**PROBLEM TO WORK ON**
Copy out the material word for word, starting with the line that contains "Expected output: a single point for each instance of the front" and ending with the line that contains "Query: front bumper", both lines included.

**DATA FOR THE TASK**
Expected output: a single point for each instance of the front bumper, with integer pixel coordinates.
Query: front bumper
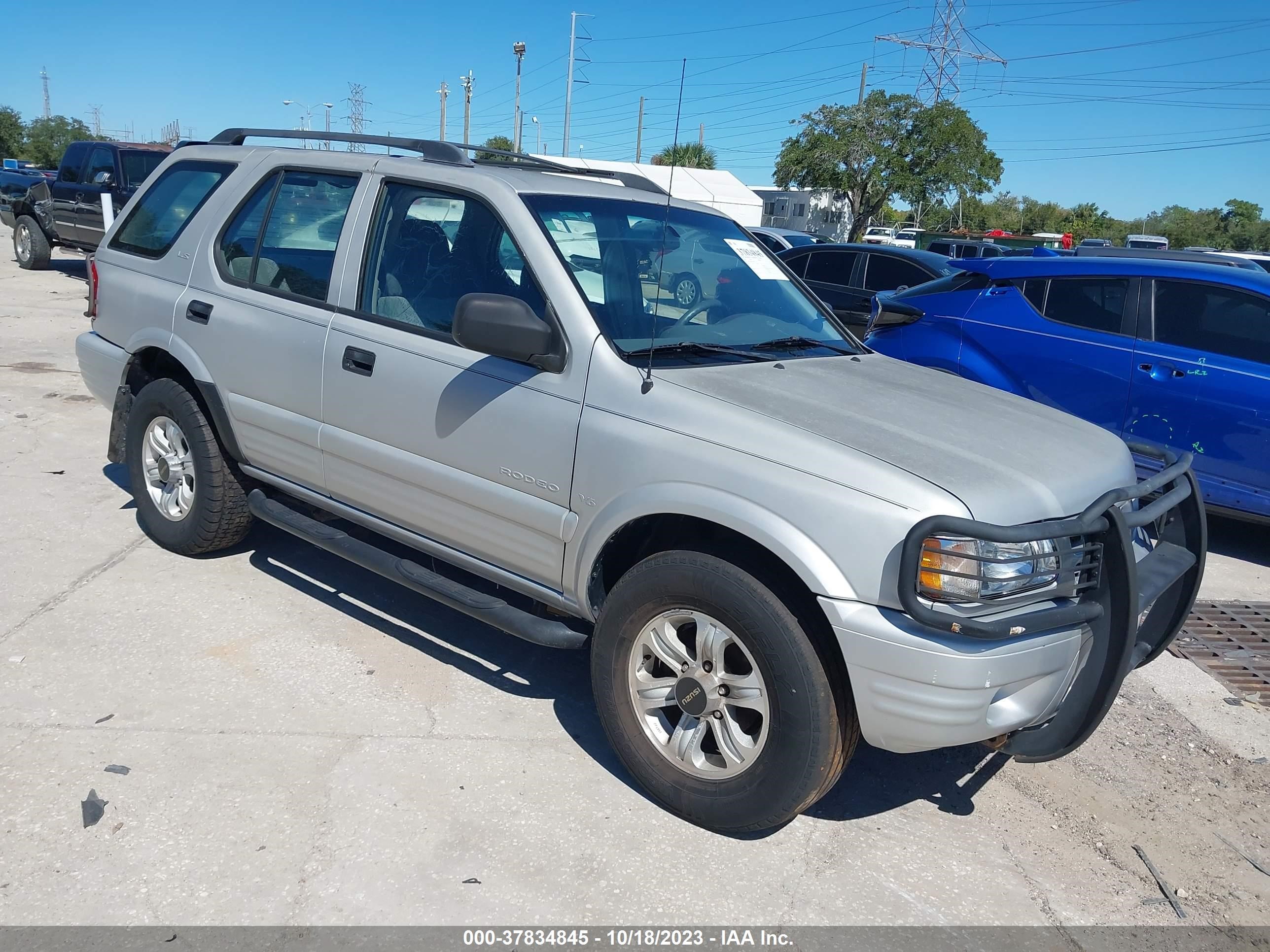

* * *

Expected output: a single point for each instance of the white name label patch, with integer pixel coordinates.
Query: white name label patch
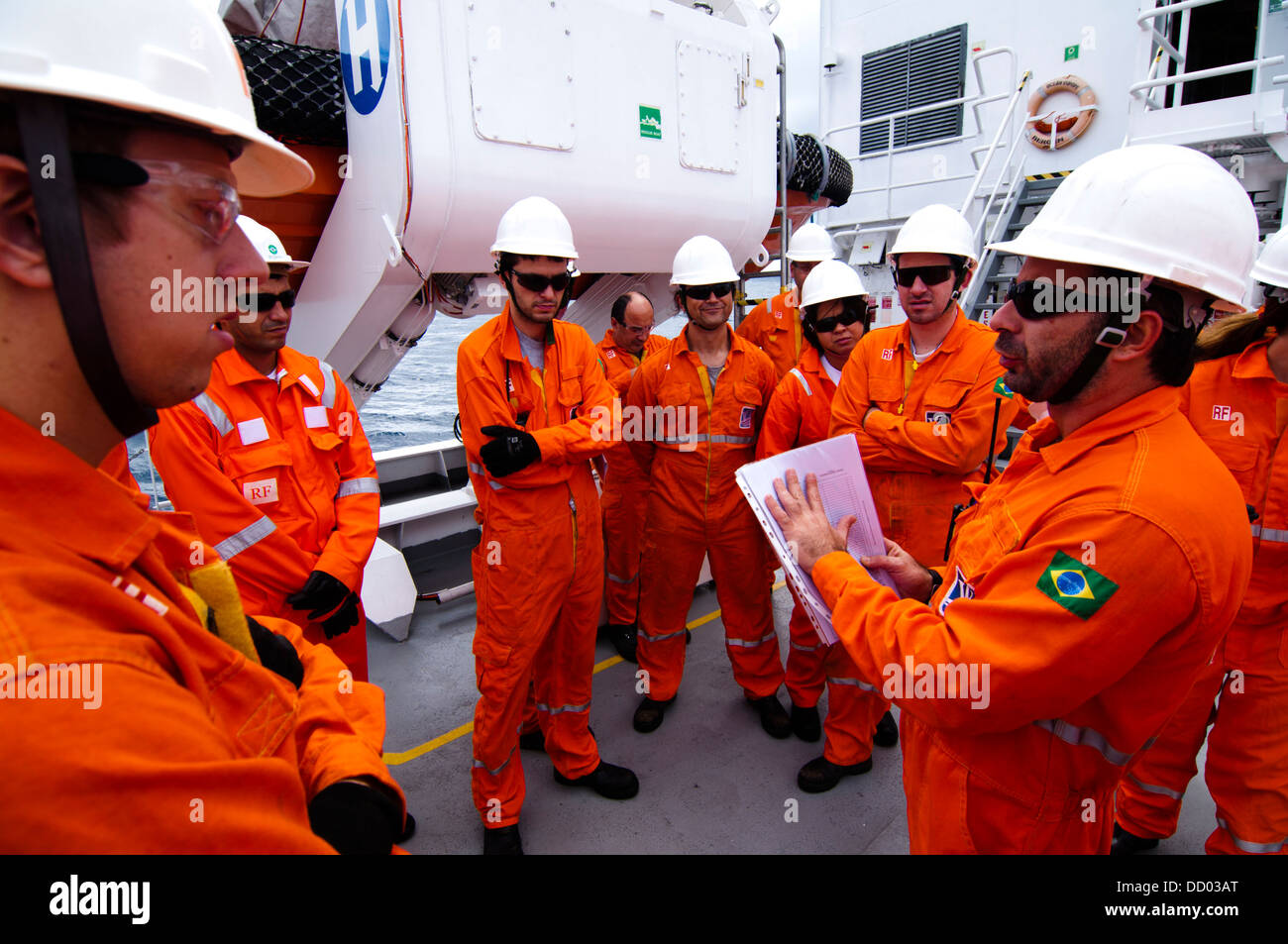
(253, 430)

--

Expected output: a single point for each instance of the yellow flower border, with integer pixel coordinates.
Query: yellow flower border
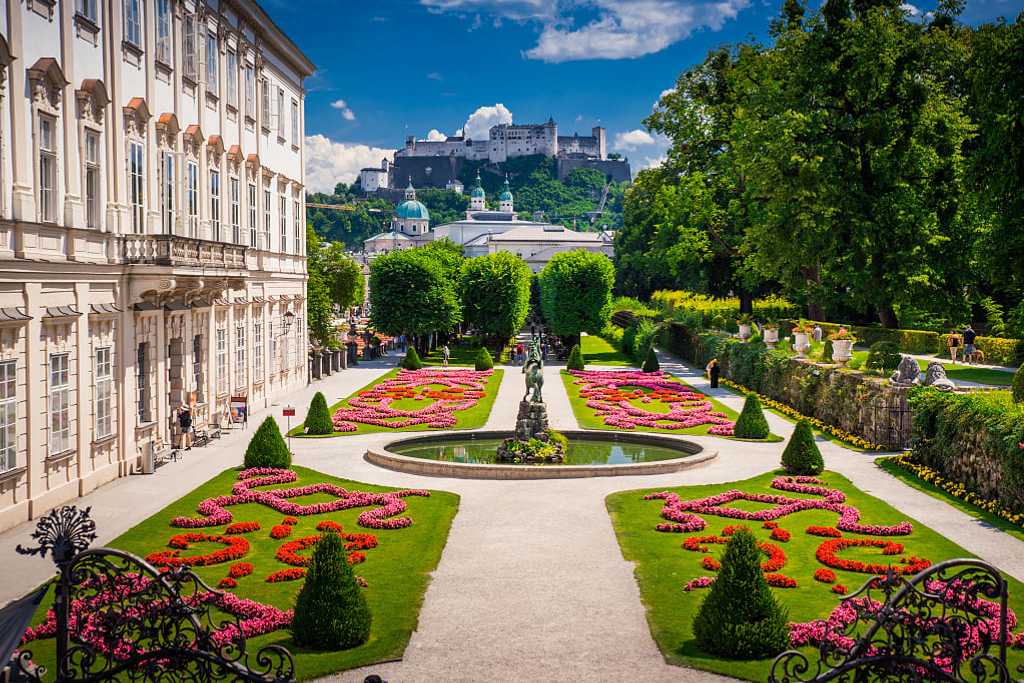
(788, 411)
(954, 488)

**REPLY**
Expected output: a single point for each instance of the front bumper, with integer pixel coordinates.
Query: front bumper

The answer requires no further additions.